What to work on:
Pictures do not belong in the copy, so please give every entry below again exactly.

Input:
────

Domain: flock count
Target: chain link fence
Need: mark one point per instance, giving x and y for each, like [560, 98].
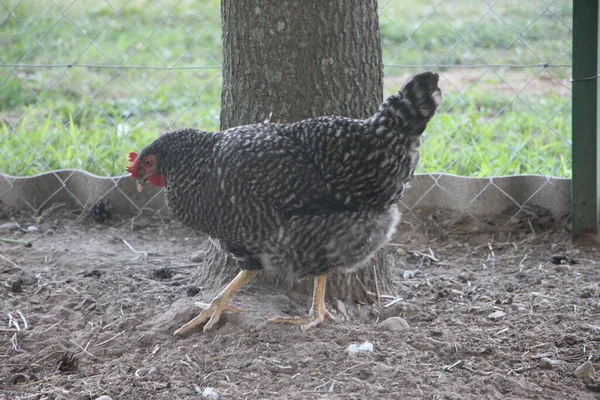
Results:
[82, 83]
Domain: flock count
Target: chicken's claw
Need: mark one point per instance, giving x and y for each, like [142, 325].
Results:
[318, 313]
[211, 313]
[307, 322]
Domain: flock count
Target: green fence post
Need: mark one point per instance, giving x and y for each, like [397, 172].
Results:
[585, 205]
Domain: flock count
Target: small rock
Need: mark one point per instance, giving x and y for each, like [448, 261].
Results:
[210, 393]
[548, 363]
[496, 315]
[401, 252]
[562, 259]
[16, 287]
[394, 324]
[381, 368]
[341, 307]
[10, 226]
[71, 290]
[162, 274]
[411, 273]
[365, 348]
[192, 290]
[586, 372]
[198, 256]
[93, 273]
[562, 268]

────

Solution to this task:
Domain: flock count
Target: chain link fence
Need: mark one point per instance, giving x and y for each, like [560, 98].
Results:
[82, 83]
Domain: flock count
Target: chicken's claw
Need: mark one point per instance, giving x and y for each, like [142, 325].
Results:
[318, 313]
[211, 313]
[307, 322]
Domain: flock count
Target: green fence post
Need: mark one point per instance, giving x and y for each, like [397, 172].
Results:
[585, 205]
Domain: flock count
Target: small rock
Need: mark one point per instance, giving x and y for each, like [448, 261].
Results:
[210, 393]
[548, 363]
[496, 315]
[401, 252]
[562, 259]
[16, 287]
[394, 324]
[381, 368]
[341, 307]
[10, 226]
[71, 290]
[162, 274]
[411, 273]
[365, 348]
[192, 290]
[586, 372]
[198, 256]
[93, 273]
[562, 268]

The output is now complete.